Post process settlements in parallel #3853

MartinquaXD · 2025-10-31T12:35:30Z

Description

Currently we post-process settlements (i.e. associate the tx with a solution proposed by a solver) serially. IIRC it was done that way because it was simpler and that step simply ran in a background task at the time.
Since then this logic has been moved onto the hot path so all the time we spend there delays the creation of the next auction.
Additionally with the introduction of combinatorial auctions it's now possible and relatively common to have multiple settlement transactions in the same block. Whenever we have multiple settlements in one block this PR should result in a significant performance uplift because we process multiple concurrently.

Changes

replaced loop to post-process auctions serially with logic that first fetches ALL unprocessed settlements and then works on up to 10 of them concurrently. This is fine for the post processing logic (as opposed to the raw event indexing) because it's okay for post-processing to happen out of order. So if the we successfully post-process settlement n+1 but not settlement n (e.g. due to a crash) the DB query would still just return all unprocessed events instead of all NEW unprocessed events.

════════════════════

* What the exercise asks
Rewrite the part of the pull request text starting at "replaced loop to" and ending at "NEW unprocessed events.", replacing "unprocessed settlements" with "pending settlements".

Items from a data source:
════════════════════

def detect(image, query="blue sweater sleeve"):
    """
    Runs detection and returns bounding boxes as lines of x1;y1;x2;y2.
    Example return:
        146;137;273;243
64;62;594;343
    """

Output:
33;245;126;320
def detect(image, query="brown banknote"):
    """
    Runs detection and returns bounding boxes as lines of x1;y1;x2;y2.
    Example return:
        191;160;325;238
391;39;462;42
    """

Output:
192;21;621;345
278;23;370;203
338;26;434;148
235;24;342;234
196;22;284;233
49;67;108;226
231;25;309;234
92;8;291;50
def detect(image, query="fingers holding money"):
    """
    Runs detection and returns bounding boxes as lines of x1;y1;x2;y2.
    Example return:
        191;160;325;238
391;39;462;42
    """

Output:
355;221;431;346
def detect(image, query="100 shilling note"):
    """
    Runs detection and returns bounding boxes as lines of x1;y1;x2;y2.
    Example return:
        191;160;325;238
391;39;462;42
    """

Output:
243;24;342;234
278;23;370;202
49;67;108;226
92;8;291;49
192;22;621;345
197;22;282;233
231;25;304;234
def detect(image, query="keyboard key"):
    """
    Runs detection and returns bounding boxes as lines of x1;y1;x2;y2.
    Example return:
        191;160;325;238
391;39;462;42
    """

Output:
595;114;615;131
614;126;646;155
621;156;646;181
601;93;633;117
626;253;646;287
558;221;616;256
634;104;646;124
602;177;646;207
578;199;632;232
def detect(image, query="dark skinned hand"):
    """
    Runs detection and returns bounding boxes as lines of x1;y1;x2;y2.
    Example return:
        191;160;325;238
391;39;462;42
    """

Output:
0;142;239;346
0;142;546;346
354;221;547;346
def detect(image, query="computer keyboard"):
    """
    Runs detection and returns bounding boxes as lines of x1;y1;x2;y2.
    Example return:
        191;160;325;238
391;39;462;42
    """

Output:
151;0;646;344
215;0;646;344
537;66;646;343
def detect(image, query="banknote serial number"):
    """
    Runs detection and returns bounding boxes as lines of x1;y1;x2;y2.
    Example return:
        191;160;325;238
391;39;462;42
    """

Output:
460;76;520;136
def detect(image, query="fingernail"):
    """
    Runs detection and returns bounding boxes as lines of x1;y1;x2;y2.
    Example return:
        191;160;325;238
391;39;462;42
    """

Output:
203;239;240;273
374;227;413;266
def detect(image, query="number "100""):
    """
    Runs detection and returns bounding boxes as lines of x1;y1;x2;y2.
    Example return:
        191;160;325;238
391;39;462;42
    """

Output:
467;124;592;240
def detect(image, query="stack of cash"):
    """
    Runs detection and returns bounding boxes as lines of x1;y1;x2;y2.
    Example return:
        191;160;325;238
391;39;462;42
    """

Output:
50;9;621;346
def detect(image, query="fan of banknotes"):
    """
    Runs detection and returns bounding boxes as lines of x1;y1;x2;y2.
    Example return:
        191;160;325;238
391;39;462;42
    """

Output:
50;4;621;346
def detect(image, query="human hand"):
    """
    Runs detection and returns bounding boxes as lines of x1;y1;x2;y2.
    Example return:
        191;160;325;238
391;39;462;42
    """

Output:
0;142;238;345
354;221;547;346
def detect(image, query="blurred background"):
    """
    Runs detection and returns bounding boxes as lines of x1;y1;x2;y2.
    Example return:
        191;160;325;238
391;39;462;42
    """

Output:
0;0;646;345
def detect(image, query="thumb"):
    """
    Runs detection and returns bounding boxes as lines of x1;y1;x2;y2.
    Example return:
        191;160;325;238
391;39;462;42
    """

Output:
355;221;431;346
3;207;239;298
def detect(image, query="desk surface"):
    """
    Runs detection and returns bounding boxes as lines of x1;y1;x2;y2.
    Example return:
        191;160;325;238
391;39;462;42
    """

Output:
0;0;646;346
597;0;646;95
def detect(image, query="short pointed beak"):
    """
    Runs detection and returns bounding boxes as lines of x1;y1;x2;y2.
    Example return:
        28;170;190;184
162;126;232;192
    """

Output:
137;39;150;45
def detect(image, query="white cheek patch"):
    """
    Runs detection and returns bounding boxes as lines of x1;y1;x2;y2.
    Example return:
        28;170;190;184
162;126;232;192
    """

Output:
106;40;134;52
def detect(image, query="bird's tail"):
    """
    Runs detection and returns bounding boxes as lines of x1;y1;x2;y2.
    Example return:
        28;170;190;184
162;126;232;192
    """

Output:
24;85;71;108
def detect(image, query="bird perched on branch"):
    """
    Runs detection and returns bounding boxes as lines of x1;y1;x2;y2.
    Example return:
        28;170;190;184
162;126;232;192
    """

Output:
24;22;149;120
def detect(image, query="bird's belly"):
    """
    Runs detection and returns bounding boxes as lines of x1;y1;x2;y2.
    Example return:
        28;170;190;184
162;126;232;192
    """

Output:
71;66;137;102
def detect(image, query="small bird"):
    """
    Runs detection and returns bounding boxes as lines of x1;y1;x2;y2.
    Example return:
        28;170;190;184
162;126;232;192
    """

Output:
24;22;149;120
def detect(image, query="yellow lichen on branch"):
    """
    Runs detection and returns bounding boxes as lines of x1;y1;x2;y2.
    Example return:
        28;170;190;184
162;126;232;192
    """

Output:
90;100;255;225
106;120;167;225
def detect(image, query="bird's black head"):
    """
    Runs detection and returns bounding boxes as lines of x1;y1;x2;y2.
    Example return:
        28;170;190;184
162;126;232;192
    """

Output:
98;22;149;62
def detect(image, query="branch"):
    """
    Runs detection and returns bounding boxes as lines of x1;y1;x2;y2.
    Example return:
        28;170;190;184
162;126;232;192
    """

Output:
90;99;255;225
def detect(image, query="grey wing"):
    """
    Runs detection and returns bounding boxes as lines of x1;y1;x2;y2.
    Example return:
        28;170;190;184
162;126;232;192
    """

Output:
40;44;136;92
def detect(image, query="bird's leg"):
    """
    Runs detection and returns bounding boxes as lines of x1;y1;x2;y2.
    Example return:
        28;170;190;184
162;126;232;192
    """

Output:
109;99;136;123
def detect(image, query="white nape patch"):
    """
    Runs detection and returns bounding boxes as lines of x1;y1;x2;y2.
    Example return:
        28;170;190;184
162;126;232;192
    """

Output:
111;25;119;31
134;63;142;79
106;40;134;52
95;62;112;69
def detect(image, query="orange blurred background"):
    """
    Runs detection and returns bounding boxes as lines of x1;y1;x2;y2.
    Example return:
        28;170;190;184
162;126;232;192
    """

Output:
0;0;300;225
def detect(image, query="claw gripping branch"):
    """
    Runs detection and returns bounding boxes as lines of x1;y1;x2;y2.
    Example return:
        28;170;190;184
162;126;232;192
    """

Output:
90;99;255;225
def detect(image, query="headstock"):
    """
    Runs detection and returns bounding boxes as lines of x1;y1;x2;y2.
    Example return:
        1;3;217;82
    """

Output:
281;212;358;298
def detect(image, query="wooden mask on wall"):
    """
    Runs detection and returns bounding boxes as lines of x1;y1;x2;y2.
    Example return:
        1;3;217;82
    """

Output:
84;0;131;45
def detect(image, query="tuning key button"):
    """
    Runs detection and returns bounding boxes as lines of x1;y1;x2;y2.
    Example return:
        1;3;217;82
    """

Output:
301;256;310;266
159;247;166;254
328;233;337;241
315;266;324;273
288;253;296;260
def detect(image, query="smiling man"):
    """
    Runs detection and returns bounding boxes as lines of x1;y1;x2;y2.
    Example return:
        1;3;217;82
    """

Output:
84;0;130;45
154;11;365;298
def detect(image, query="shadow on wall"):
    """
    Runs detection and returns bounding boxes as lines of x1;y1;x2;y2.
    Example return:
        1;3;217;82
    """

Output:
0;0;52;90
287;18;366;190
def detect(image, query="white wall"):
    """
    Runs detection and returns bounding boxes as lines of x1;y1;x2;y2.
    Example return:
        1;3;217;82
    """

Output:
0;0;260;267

════════════════════

* Correct answer
replaced loop to post-process auctions serially with logic that first fetches ALL pending settlements and then works on up to 10 of them concurrently. This is fine for the post processing logic (as opposed to the raw event indexing) because it's okay for post-processing to happen out of order. So if the we successfully post-process settlement n+1 but not settlement n (e.g. due to a crash) the DB query would still just return all unprocessed events instead of all NEW unprocessed events.